### Given passage
<<<<
For example, I was surprised that there doesn’t seem to be any plan to try to rearchitect the middle tier in conjunction with the move to Aurelia. Acumatica still has a pretty “thick client” approach to its stack, even though it is moving to adopt modern tools like Aurelia. Back in the bad old days of early .NET (remember code behinds?), it wasn’t really an option to asynchronously load the front end. You had to have all your data objects ready for presentation when the front end loaded. With modern asynchronous javascript, this is no longer the case, and so I think it is a missed opportunity to spend all the time to reskin the front end without focusing on the performance advantages that could also be gained by rejiggering the middle tier of the software.

Just as an example, I have been doing some performance profiling in Sql Server when the site loads in the morning from a cold start. This morning, running on a decently powerful local server with a local connection to SQL Server running on its own dedicated server, the time for the site to load was 181 seconds. That was the time from when the login page was requested, to when the login page was presented. If you read these forums, this is par for the course.

I have thrown way more powerful sever configurations at Acumatica (i.e. $20k/month Windows Server + RDS configs with tier 1 isolated SSD, etc), and it barely moves the needle with regards to these issues. in other words, this has nothing to do with hardware and everything to do with what’s happening on the backend of the software.

If you run SQL Server Profiler, you can see that a lot of the startup time has to do with loading Acumatica’s cache with site specific information (Acumatica can have multi-tenant on the same database), and loading this into memory in preparation for login. However, wiih some clever code, we could probably make this load time 5 seconds. All we would have to do is be more intelligent about when we load up the cache and expire it. If we see that user activity always drops off at 11PM, and almost never starts back up until 6am, then the cache should be fully loaded and ready for login at 6am. This is just one example of how, without even implementing any changes to the stack, the login page load itme could be cut to seconds from minutes for all users from a cold start.
>>>>
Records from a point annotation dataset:
<<<<
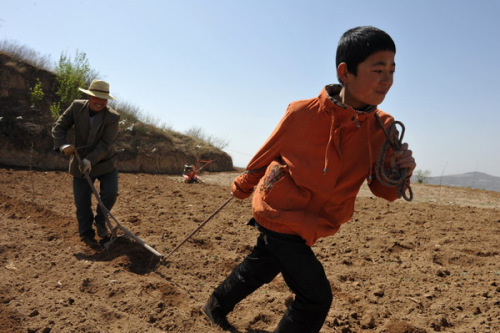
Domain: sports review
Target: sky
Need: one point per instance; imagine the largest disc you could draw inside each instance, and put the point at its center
(232, 67)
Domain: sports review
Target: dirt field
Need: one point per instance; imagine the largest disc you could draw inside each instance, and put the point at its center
(431, 265)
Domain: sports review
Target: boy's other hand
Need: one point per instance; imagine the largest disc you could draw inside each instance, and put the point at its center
(404, 159)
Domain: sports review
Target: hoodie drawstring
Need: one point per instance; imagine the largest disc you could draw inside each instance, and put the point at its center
(325, 169)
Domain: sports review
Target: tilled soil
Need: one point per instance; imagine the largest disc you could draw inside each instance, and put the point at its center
(431, 265)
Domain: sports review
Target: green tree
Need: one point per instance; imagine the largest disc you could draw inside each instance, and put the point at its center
(36, 96)
(71, 74)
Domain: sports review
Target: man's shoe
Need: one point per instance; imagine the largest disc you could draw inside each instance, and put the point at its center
(216, 317)
(90, 241)
(102, 231)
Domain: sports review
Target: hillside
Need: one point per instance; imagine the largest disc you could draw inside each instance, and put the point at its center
(431, 265)
(25, 139)
(476, 180)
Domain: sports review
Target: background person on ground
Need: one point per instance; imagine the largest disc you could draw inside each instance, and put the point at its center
(96, 129)
(306, 178)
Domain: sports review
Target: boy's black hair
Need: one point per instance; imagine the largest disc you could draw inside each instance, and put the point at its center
(359, 43)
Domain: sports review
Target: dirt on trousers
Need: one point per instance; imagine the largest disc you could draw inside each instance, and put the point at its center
(431, 265)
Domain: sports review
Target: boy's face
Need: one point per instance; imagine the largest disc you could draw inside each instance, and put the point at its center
(372, 82)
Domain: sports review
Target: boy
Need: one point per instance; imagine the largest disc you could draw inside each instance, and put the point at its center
(306, 178)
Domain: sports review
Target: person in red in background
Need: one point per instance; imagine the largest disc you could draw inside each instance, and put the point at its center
(96, 131)
(306, 177)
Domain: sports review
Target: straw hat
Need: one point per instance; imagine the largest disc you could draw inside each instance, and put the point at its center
(99, 89)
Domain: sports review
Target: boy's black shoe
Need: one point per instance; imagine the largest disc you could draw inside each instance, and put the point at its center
(102, 230)
(215, 315)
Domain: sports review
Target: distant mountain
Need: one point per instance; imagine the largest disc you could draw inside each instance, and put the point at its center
(478, 180)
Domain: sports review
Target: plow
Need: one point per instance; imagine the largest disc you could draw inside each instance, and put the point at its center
(107, 214)
(114, 229)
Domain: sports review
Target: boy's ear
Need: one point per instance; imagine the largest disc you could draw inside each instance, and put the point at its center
(342, 72)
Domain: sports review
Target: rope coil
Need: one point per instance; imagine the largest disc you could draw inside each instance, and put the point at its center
(395, 176)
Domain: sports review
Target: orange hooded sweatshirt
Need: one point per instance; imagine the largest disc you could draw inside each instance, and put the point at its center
(308, 173)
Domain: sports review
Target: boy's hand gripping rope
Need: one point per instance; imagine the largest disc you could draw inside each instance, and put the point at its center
(396, 176)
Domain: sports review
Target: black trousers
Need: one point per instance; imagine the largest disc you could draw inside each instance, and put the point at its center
(277, 253)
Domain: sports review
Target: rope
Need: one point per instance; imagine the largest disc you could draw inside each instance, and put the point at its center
(395, 176)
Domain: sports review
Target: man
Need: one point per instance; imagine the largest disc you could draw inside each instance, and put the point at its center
(95, 132)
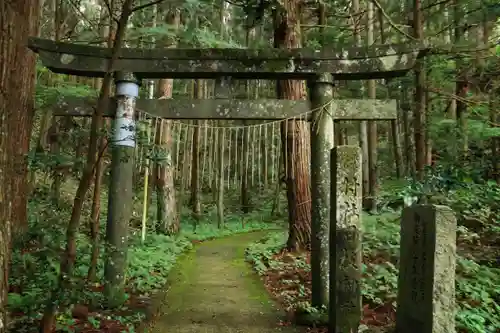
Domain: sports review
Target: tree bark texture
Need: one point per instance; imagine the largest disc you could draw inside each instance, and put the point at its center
(17, 73)
(294, 134)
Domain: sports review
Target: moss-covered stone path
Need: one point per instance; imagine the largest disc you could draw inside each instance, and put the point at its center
(213, 289)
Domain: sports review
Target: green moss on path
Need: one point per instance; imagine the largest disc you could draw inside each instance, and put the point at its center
(213, 289)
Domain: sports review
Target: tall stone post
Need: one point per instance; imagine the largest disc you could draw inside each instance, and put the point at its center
(120, 188)
(426, 284)
(345, 240)
(322, 141)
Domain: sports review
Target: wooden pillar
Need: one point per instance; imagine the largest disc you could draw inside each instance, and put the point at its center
(120, 189)
(322, 141)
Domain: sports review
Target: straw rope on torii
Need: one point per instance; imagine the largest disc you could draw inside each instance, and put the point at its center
(249, 164)
(318, 67)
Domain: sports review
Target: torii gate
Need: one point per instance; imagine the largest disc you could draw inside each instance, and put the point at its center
(318, 67)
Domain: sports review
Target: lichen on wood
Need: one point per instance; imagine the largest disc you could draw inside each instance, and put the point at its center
(383, 61)
(223, 109)
(322, 141)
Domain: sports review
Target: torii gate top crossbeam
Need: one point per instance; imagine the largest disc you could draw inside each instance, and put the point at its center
(383, 61)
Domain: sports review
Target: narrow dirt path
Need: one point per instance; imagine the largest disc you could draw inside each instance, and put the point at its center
(213, 289)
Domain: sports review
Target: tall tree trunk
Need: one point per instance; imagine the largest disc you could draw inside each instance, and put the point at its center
(370, 202)
(17, 74)
(69, 257)
(461, 83)
(167, 217)
(95, 213)
(362, 129)
(419, 115)
(294, 134)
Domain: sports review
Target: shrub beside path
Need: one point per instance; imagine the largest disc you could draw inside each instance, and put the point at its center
(213, 289)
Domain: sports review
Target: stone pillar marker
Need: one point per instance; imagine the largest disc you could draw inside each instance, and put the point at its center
(426, 284)
(322, 141)
(120, 189)
(345, 240)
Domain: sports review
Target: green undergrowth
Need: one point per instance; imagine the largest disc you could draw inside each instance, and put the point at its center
(35, 263)
(477, 286)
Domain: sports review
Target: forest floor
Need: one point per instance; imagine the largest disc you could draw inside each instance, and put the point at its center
(213, 289)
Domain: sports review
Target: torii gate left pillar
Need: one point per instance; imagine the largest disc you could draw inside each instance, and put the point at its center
(120, 197)
(382, 61)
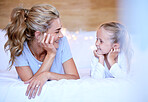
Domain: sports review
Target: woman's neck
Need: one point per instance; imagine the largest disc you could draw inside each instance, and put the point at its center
(37, 51)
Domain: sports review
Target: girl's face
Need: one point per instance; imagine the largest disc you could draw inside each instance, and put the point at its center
(55, 31)
(103, 42)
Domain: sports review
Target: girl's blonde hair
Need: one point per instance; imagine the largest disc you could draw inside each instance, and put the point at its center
(119, 34)
(24, 23)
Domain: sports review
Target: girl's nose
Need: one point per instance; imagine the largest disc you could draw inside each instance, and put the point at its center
(97, 43)
(60, 35)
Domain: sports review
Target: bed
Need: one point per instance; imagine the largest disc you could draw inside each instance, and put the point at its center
(85, 89)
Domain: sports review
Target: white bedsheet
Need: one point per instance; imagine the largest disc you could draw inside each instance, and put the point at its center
(82, 90)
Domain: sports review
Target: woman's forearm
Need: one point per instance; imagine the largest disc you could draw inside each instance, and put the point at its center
(56, 76)
(47, 63)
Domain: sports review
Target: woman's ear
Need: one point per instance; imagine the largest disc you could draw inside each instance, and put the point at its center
(37, 35)
(116, 45)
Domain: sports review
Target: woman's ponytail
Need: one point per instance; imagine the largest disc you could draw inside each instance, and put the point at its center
(16, 31)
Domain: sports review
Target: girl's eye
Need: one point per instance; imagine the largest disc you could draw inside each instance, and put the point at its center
(57, 32)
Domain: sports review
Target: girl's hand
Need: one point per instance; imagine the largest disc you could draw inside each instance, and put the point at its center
(113, 55)
(100, 57)
(35, 85)
(47, 43)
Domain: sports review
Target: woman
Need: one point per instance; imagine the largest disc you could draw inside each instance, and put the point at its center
(38, 49)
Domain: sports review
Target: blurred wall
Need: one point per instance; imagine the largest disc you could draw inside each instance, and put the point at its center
(75, 14)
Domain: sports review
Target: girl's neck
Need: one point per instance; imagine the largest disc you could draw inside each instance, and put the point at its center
(106, 61)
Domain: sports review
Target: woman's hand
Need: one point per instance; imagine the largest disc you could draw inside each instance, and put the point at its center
(47, 43)
(113, 55)
(35, 84)
(100, 57)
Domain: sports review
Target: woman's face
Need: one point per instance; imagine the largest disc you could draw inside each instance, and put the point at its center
(55, 30)
(103, 42)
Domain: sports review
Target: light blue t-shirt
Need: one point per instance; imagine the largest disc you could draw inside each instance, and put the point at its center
(63, 54)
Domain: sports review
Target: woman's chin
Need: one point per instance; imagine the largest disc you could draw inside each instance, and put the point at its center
(56, 45)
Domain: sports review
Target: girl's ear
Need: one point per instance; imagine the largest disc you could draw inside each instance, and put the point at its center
(37, 35)
(116, 45)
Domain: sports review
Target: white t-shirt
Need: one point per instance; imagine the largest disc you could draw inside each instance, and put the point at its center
(27, 59)
(117, 70)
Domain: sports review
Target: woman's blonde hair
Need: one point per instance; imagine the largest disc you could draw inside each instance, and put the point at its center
(118, 34)
(24, 23)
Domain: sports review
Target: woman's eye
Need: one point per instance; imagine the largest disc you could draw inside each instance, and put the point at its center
(57, 32)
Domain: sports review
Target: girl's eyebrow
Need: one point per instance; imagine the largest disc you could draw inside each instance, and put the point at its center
(58, 29)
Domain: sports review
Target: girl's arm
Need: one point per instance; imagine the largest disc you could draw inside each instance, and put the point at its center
(118, 64)
(97, 69)
(120, 69)
(69, 69)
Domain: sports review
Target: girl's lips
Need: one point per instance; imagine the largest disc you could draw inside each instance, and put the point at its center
(57, 41)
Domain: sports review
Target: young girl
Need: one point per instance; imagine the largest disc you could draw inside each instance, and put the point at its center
(113, 54)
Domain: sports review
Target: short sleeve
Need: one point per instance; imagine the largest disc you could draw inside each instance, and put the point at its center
(66, 52)
(21, 60)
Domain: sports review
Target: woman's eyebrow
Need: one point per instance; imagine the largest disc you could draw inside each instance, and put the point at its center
(58, 28)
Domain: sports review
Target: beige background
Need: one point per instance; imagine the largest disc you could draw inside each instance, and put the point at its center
(75, 14)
>>>>
### Description of the task
Carry on the post about Acumatica's slow startup from the point where it stops. The listing has no connection to the post about Acumatica's slow startup.

### Task output
There are probably hundreds or thousands of optimizations like this that could dramatically improve the performance of the software, and some which probably wouldn’t really require all that much effort at all. But someone needs to be in charge of pushing back against just pure feature innovation, with a focus on the feature vs. perfornance tradeoff. So I would strongly recommend that Acumatica consider putting someone (ideally a developer with performance tuning background), in charge of pushing the envelope for performance in the product.

Hello @rosenjon we have a dedicated team specifically working on performance improvements


Hi @Dmitrii Naumov -

I think that my frustration is that it shouldn’t take 3 minutes for the site to load in the morning. There have been discussion on here about similar issues (i.e. time to load after recompiling code), which is in effect caused by the same issues of reloading the cache.

It seems to me that with better predictive tools (I used the example of the cache being expired in the morning, but there are a ton of other more subtle versions of this baked into the software), you could improve performance a lot by anticipating when data will be needed and pre-caching that in a more intelligent way.

Ultimatley, it would be better to move to client/server model that is more dependent on ligthweight asynchronous data requests and less on monolithic caching (perhaps Aurelia can open the door to some of this). Perhaps it would also be nice if the Acumatica team could share what kind of performance improvements are being made, and also focus on some of these longstanding performance issues and how they might be solved.

 

Thanks,

 

Jonathan


@Mark Franks  that could be a good topic for Coffee&Code, to share what we are doing on the performance optimization side


@stevenhouglum we should have a session on this topic.